Text provided -
Skip to content

DynamoRIO-based Model Backend

This document describes the DynamoRIO-based model. As any other model, this backend is responsible for collecting contract traces for generated test cases.

Design Overview

This backend is composed of several parts:

  • The Python adapter (rvzr/model_dynamorio/model.py) is responsible for receiving a test case from Revizor, transforming it into a format that can be executed by the backend, triggering the backend to execute the test case, and returning the collected contract traces to Revizor.
  • The Test Case Loader (rvzr/model_dynamorio/adapter.c) is a C program that loads a test case program and a batch of inputs into its memory, and executes the test case program with each input in a sequence.
  • The DynamoRIO components (rvzr/model_dynamorio/backend) are executed together with the test case loader, and they instrument the loader binary to collect contract traces.

These components can be roughly divided into the instrumentation-time components that are responsible for modifying the binary, and execution-time components that implement the model logic (i.e., the contract).

DynamoRIO-based Model Backend

Python Adapter

Revizor communicates with the backend through a Python adapter (rvzr/model_dynamorio/model.py:DynamoRIOModel).

At the beginning of the fuzzing process, Revizor configures the backend by calling configure_clauses method. This configuration will be later passed down to the backend when the test case is executed.

During the fuzzing process, Revizor sends test cases to the backend by calling load_test_case method, and then triggers the backend to execute the test case by calling trace_test_case method. Internally, trace_test_case will call the backend to execute the test case and collect the contract traces. The adapter will then parse the traces and return them back to the caller.

The trace_test_case method implements the following algorithm:

  • Convert test case program and inputs into RCBF and RDBF files, respectively
  • For each input, call the test case loader with the RCBF and RDBF files. Attach the DynamoRIO backend to the call so that the binary instrumentation is performed:
    ~/.local/dynamorio/drrun -c ~/.local/dynamorio/libdr_model.so --tracer <observation-clause> -- ~/.local/dynamorio/adapter <rcbf> <rdbf>
    
  • Parse contract traces from the backend and convert them into CTrace objects
  • Return the list of collected CTrace objects to the caller (usually, fuzzer.py)

Test Case Loader

Since the test cases produced by Revizor are raw binaries, they cannot be directly executed (e.g., they don't have libc linked). The test case loader (rvzr/model_dynamorio/adapter.c) is a simple C program that fixes this issue by providing a wrapper around the test case binary.

The loader implements the following algorithm:

  • Receive the test case binary and an input from the Python adapter via CLI arguments
  • Load the test case binary and the input into dedicated memory regions
  • Print the addresses of the test case and input memory regions (for trace normalization)
  • Initialize registers based on the input
  • Jump to the test case binary entry point
  • Return

DynamoRIO Tool

The DynamoRIO tool (rvzr/model_dynamorio/backend) is responsible for instrumenting the test case loader binary and collecting contract traces.

Implementation Overview

All instrumentation logic is implemented as a DynamoRIO client. In particular, model.cpp contains the event callbacks that are executed at instrumentation time, while dispatcher.cpp contains the body of the callbacks that are inserted by the DR client and are executed before every instruction at runtime. Finally, the Dispatcher object holds the state that is shared between instrumentation-time callbacks and execution-time callbacks.

The following figure provides an overview of the implementation.

DynamoRIO Instrumentation Overview

  1. dr_client_main() is responsible of installing the initial instrumentation callbacks to hook all relevant DR events (module_load, bb_translation, exceptions and the exit event)

Records provided -
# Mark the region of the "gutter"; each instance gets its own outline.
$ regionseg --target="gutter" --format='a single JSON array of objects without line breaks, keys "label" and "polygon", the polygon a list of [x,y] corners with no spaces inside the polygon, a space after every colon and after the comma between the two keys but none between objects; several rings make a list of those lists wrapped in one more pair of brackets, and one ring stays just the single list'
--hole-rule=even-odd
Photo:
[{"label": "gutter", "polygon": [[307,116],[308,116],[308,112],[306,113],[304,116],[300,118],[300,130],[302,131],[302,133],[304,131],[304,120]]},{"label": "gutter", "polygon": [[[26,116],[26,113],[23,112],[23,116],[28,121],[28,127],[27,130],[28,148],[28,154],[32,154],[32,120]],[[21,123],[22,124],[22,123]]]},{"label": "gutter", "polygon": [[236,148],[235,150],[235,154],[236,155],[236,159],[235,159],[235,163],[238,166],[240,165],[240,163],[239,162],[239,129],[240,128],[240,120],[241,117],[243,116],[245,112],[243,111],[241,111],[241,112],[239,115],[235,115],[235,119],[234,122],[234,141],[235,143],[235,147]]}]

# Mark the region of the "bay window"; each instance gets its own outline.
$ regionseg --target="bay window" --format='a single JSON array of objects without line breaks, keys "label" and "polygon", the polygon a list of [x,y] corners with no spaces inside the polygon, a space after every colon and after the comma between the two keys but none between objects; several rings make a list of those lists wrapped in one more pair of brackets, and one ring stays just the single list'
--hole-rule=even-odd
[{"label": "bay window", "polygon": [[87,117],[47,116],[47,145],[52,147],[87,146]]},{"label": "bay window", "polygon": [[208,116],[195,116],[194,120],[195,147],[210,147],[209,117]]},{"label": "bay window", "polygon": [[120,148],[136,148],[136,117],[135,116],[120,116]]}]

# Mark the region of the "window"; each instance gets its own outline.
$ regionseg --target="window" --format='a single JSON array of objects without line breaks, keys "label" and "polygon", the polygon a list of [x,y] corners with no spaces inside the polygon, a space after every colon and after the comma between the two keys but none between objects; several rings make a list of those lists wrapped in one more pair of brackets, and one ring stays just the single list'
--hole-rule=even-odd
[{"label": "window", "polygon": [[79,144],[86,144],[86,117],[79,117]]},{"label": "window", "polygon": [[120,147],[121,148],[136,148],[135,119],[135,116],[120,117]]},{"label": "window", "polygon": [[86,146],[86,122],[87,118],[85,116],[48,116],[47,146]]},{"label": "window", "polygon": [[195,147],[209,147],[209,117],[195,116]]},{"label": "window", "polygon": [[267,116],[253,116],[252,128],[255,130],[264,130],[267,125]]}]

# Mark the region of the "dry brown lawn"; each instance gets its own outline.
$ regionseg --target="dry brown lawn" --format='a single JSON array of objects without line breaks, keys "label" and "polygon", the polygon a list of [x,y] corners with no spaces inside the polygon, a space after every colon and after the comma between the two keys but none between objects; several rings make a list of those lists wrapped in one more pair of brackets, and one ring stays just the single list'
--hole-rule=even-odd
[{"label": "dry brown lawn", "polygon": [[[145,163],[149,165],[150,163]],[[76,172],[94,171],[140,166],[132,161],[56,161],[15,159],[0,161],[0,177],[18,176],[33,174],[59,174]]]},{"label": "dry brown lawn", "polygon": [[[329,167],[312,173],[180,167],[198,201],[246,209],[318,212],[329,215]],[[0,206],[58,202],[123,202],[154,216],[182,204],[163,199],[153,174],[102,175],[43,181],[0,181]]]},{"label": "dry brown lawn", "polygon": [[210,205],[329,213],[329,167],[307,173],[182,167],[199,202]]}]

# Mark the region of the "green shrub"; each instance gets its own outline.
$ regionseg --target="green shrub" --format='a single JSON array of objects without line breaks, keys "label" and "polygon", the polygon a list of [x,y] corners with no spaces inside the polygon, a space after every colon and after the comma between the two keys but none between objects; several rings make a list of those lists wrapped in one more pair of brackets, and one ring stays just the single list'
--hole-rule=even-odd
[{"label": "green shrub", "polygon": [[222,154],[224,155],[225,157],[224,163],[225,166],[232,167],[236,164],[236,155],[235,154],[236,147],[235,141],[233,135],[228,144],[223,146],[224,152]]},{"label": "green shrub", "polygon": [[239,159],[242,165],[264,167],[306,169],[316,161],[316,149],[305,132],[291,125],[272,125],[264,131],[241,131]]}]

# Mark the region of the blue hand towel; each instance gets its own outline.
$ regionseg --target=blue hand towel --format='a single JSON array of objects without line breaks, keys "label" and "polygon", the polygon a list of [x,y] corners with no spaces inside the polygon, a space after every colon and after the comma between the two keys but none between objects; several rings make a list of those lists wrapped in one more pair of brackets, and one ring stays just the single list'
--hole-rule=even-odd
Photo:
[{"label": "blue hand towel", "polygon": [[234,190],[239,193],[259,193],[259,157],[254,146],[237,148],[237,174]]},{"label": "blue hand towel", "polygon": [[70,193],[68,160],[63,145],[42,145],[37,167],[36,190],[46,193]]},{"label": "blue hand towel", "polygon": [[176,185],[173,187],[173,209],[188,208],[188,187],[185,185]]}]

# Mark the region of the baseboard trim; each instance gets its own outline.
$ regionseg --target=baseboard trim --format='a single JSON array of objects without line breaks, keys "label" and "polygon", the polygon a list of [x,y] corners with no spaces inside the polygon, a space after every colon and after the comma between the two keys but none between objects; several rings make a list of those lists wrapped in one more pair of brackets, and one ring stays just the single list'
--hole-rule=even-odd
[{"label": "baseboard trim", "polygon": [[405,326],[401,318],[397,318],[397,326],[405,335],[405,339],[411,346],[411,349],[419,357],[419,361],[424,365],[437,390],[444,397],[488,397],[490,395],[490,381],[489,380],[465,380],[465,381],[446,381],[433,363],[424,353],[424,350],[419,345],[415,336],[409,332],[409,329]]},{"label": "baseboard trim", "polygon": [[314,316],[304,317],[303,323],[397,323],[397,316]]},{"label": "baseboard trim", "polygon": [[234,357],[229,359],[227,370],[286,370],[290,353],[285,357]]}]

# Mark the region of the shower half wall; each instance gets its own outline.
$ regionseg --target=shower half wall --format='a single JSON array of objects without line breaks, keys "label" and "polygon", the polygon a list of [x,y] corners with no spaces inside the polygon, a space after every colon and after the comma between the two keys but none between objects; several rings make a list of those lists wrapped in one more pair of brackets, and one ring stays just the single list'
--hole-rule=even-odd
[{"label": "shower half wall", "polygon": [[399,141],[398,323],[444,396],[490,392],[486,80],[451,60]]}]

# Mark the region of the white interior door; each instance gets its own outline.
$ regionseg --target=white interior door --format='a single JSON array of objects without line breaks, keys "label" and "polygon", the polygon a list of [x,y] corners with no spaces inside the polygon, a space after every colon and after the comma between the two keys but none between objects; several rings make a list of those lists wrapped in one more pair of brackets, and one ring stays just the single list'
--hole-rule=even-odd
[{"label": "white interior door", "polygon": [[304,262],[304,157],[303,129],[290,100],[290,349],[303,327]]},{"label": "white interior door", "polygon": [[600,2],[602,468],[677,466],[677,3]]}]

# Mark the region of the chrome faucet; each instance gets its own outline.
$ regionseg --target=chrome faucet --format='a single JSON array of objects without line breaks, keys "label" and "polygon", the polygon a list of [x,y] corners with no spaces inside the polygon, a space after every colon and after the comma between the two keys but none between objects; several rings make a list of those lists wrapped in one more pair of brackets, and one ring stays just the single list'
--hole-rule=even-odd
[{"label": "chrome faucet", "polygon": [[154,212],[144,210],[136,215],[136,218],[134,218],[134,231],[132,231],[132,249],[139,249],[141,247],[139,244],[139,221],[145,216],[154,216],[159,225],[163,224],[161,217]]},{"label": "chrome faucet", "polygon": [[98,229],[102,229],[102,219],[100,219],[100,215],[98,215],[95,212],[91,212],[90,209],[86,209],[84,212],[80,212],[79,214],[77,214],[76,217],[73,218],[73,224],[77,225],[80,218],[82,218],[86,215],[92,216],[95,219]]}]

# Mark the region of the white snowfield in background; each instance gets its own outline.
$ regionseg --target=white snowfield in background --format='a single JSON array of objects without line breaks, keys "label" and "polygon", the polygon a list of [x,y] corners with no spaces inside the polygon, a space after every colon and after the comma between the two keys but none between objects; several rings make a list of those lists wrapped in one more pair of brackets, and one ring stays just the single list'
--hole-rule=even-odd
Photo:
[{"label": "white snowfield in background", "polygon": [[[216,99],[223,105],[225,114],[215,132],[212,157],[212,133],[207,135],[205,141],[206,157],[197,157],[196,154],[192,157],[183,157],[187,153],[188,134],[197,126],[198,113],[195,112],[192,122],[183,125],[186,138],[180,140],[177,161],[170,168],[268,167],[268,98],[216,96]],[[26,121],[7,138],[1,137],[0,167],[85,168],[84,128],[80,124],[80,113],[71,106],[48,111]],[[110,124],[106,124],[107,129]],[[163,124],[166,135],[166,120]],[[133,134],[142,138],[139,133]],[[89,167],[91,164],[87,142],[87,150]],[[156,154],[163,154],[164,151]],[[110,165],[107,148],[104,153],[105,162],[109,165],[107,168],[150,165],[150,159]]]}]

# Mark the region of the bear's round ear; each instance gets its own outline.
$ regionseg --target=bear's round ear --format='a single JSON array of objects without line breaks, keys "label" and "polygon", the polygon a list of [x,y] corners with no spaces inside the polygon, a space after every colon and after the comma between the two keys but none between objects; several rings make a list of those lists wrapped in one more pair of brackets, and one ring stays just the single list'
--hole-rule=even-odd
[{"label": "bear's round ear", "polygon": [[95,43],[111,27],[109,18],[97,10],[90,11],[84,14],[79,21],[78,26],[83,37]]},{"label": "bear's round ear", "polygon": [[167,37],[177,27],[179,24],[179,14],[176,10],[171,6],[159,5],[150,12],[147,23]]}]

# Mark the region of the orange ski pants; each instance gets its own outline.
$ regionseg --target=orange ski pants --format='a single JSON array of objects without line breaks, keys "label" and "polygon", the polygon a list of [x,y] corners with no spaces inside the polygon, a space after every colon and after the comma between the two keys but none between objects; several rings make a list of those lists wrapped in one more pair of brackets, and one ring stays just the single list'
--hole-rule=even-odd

Work instructions -
**A.** In the DynamoRIO backend document, which method does Revizor call at the start of fuzzing to configure the backend?
**B.** What are all the steps of the algorithm the test case loader implements, as listed in the DynamoRIO backend document?
**C.** Proceed with the DynamoRIO backend document from the point where it stops.

Answers for this exercise -
**A.** configure_clauses

**B.**
1. Receive the test case binary and an input from the Python adapter via CLI arguments
2. Load the test case binary and the input into dedicated memory regions
3. Print the addresses of the test case and input memory regions (for trace normalization)
4. Initialize registers based on the input
5. Jump to the test case binary entry point
6. Return

**C.**
  2. dr_client_main() also sets the name of the function to instrument (passed by cli.cpp)
  3. on module_load, the instrumentation checks for the presence of the target function in the loaded module. If found, the callback adds a drwarp callback (event_instrumentation_start) which will be executed at the start of the target function
  4. once a call to the target function is found, the event_instrumentation_start will save the return address in a global object (instrumented_func) and call start() on the dispatcher
  5. from that moment on, every translated basic block is instrumented by our client, in particular:
    • a dispatch_callback() is inserted before every instruction
    • at the function exit point (i.e. the previously saved return addres) an exit_callback is inserted
  6. these callbacks are executed at runtime with the following effects:
    • the dispatch_callback() implements the observation and execution clauses (see next section)
    • the exit_callback() checks the current speculation state before exiting:
      • speculative exits cause a rollback
      • architectural exit causes the instrumentation to stop

Finally, exceptions and the exit event are also forwarded to the Dispatcher:

  • Speculative exceptions will cause a rollback, while architectural ones are forwarded to the target program
  • The exit event stops instrumentation and flushes all logs (in case the exit callback has not been executed architecturally)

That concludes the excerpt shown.